- _Exercise details_
Starting at the line that holds "(102,198) (no space after the comma).", set down each line through the end of the listing, exactly as written and with nothing added.
>>>
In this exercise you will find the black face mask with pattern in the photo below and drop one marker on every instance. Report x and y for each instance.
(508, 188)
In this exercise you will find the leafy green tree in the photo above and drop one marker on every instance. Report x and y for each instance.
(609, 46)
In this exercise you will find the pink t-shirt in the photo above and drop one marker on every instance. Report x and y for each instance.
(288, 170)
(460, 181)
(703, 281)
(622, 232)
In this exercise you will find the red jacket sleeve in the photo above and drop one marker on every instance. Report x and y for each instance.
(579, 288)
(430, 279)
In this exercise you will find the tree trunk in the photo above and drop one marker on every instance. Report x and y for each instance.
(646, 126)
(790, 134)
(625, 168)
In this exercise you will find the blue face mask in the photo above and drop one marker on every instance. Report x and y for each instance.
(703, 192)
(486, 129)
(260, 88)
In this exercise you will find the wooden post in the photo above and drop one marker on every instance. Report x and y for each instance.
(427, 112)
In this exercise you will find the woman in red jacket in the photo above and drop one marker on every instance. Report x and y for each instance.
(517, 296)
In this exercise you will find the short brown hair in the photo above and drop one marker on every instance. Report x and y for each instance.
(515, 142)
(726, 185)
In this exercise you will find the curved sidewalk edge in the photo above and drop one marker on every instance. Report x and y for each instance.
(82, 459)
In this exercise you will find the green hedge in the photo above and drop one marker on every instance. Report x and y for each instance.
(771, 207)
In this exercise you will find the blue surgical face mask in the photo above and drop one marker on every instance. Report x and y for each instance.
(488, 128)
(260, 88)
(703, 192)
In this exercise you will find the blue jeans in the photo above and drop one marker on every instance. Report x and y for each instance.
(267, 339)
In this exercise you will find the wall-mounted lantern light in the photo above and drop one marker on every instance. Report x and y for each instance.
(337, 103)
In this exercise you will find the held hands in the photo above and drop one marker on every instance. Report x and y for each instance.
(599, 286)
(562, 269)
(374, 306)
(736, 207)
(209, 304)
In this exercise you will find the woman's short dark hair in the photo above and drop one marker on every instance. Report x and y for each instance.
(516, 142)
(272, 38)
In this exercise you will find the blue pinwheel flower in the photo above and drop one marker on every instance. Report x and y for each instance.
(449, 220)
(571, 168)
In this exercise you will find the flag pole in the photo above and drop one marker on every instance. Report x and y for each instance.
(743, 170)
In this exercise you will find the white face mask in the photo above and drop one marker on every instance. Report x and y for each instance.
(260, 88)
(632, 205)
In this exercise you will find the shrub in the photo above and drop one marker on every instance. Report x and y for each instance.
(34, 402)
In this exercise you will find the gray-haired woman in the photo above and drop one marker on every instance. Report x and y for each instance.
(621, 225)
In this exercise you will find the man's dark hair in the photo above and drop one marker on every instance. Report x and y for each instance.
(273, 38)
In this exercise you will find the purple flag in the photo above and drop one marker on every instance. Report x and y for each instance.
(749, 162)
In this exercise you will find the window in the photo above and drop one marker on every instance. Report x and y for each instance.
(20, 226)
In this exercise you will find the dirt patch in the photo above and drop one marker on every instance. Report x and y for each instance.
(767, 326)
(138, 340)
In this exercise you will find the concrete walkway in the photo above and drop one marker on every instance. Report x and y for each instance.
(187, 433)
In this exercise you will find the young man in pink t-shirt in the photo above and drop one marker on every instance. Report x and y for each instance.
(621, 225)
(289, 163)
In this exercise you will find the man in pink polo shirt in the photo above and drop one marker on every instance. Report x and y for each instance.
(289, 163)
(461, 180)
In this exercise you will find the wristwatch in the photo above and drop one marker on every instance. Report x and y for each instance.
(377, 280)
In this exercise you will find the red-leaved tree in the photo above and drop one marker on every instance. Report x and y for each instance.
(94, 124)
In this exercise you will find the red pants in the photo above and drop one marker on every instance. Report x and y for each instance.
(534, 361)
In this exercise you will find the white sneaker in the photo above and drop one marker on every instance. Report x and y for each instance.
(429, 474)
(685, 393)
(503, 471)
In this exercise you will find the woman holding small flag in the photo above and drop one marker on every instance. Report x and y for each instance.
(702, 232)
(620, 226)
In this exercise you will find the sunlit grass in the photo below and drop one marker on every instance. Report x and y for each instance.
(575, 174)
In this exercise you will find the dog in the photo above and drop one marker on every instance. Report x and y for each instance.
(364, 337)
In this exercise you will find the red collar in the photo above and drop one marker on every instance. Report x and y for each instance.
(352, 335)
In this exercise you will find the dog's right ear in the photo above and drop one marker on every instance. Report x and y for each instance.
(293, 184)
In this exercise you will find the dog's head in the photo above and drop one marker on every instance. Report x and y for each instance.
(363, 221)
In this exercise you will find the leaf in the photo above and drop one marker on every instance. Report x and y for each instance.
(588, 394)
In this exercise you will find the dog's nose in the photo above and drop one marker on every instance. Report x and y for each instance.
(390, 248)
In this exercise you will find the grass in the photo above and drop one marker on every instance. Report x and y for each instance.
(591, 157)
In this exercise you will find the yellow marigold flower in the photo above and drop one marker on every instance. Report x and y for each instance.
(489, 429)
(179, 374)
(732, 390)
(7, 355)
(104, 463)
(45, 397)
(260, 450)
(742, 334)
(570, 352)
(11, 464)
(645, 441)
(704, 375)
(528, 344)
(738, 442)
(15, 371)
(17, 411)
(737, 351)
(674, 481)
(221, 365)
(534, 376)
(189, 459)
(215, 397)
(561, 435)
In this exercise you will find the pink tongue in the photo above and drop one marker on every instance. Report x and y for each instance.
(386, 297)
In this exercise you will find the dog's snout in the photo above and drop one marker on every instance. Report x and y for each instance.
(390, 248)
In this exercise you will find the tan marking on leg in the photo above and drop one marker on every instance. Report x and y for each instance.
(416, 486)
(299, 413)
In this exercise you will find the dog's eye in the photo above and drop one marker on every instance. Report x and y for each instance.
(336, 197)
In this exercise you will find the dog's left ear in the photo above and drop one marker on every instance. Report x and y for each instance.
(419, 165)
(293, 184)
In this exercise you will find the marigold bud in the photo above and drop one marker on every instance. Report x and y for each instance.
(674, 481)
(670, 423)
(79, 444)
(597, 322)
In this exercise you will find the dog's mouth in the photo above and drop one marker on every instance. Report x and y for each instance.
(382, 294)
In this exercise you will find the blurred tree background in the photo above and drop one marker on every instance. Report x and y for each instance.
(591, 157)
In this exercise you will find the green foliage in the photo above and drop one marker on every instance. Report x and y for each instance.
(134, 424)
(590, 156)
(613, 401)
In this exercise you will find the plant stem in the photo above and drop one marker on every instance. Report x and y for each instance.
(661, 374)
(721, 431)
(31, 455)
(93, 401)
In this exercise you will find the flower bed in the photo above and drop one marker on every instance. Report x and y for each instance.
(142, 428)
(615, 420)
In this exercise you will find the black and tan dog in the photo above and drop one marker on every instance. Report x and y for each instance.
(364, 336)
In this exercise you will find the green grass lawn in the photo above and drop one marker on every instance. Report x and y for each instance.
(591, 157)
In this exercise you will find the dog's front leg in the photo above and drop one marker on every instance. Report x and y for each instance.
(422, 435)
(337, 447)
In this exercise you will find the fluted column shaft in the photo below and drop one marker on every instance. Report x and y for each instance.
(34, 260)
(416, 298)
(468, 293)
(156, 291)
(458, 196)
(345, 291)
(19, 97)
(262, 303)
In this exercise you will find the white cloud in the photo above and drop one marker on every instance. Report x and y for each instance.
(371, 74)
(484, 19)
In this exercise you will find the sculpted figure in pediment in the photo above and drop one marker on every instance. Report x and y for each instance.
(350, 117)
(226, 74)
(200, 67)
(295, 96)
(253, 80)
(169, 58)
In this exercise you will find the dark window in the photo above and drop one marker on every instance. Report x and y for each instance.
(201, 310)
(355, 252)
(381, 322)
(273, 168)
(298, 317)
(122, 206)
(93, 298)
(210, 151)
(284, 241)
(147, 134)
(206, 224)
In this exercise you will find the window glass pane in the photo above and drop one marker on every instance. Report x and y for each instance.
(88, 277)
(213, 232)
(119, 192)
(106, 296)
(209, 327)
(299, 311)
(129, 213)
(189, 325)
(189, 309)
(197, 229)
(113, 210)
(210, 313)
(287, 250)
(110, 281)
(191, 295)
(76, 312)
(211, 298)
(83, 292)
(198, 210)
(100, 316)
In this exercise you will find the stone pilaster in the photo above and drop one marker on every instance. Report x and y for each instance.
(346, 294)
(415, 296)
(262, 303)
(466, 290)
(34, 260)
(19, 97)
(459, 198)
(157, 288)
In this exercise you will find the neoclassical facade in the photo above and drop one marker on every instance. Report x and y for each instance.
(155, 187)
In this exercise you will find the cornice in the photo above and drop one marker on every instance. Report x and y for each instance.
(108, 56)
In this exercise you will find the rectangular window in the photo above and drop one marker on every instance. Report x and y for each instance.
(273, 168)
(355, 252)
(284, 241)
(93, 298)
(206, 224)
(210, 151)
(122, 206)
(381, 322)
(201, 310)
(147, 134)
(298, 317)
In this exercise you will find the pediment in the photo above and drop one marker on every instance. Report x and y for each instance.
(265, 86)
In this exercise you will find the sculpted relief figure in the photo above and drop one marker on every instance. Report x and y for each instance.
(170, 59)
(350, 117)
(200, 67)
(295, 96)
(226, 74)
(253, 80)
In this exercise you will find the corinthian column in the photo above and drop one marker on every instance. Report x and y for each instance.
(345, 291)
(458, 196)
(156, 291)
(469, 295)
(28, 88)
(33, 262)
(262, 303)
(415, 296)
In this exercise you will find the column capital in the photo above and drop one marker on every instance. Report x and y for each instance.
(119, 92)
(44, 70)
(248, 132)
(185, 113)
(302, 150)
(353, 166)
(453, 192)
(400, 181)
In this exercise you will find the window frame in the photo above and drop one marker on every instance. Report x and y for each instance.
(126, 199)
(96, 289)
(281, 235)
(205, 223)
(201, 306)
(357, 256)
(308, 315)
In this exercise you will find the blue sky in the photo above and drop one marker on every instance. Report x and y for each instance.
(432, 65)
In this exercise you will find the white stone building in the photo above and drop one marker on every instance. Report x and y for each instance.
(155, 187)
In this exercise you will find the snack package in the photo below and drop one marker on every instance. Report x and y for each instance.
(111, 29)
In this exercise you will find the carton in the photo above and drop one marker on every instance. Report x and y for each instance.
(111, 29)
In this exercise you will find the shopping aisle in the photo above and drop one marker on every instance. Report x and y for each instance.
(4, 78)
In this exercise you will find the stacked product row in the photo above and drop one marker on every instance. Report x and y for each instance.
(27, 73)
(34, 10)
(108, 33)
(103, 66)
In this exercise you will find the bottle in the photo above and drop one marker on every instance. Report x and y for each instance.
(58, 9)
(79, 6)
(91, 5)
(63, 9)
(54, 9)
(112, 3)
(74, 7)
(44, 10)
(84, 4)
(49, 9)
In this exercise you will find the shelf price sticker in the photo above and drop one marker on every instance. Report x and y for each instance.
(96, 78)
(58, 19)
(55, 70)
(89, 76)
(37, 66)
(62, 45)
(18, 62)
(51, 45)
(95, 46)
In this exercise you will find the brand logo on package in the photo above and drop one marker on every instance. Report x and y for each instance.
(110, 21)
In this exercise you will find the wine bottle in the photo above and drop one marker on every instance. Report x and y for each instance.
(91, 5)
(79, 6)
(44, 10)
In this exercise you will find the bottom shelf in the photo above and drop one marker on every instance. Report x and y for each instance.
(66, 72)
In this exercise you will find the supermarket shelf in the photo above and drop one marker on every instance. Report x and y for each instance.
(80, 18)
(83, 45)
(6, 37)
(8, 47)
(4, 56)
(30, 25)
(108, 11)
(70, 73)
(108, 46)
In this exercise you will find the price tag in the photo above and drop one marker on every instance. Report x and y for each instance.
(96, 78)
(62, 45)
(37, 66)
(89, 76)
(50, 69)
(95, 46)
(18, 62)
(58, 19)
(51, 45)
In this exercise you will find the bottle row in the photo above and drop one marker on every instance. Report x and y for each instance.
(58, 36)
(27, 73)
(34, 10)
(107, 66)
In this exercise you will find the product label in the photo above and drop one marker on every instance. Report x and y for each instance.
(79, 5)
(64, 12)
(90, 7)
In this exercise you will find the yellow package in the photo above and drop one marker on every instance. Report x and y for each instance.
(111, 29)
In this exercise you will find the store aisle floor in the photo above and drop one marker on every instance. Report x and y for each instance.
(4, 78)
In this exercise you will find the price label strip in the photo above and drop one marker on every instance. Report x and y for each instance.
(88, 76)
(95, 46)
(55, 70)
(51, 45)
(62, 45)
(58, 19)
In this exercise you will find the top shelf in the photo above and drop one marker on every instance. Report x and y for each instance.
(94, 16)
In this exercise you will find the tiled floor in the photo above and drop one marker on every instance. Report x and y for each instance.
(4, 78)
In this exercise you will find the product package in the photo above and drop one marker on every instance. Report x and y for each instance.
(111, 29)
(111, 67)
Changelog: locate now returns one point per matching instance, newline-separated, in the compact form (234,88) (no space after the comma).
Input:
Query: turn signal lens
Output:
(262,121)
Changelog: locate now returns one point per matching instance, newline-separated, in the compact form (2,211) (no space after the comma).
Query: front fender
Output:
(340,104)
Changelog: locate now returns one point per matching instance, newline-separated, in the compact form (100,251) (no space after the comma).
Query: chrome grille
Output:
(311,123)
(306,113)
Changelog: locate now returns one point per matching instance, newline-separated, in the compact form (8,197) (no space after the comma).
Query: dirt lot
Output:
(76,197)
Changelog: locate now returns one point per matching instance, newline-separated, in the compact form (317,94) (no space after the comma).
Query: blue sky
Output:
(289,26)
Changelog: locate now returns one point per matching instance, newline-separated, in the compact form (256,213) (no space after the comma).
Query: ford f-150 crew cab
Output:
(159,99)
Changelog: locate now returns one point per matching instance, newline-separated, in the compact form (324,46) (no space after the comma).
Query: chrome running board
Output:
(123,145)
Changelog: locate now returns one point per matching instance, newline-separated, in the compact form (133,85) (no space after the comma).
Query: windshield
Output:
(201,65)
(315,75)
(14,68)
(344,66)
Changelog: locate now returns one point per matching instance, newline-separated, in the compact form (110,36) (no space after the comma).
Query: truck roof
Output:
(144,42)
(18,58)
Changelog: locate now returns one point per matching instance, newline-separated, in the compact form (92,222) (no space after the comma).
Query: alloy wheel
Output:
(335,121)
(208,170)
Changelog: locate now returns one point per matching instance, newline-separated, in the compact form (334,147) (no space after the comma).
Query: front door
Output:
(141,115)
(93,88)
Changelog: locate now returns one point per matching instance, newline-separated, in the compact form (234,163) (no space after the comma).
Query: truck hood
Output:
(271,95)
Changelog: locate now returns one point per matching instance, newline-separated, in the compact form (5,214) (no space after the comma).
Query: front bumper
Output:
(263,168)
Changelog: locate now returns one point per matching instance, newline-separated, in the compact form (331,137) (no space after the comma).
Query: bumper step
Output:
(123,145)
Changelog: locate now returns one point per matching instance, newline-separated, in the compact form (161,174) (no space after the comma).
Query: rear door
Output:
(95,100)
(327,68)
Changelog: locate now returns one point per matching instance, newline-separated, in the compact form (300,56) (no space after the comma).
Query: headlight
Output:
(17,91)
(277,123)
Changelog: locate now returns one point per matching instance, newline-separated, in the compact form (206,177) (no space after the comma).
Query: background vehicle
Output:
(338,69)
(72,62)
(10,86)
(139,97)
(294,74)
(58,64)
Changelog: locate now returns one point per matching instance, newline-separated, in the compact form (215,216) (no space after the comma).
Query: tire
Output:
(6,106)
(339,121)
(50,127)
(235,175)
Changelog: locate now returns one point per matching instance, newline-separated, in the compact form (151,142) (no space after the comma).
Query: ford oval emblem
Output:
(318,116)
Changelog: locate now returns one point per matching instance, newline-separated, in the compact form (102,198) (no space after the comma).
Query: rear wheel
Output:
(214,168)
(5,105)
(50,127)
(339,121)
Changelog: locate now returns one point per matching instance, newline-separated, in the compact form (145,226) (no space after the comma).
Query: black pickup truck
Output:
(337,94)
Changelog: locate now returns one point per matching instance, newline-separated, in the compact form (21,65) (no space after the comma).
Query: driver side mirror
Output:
<<<
- _Task solution_
Changelog: locate now returns one point per matching instance, newline-separated, in the compact form (102,198) (no space after the comma).
Query: rear wheel
Output:
(214,168)
(5,105)
(50,127)
(339,121)
Changelog: locate now returns one point per matching instance, newline-separated, in the compact form (145,226) (no space after the comma).
Query: black pickup truck
Output:
(337,94)
Changelog: locate now returns one point per matching instance, newline-separated, in the compact form (21,65) (no space after the comma).
Query: driver side mirror
Output:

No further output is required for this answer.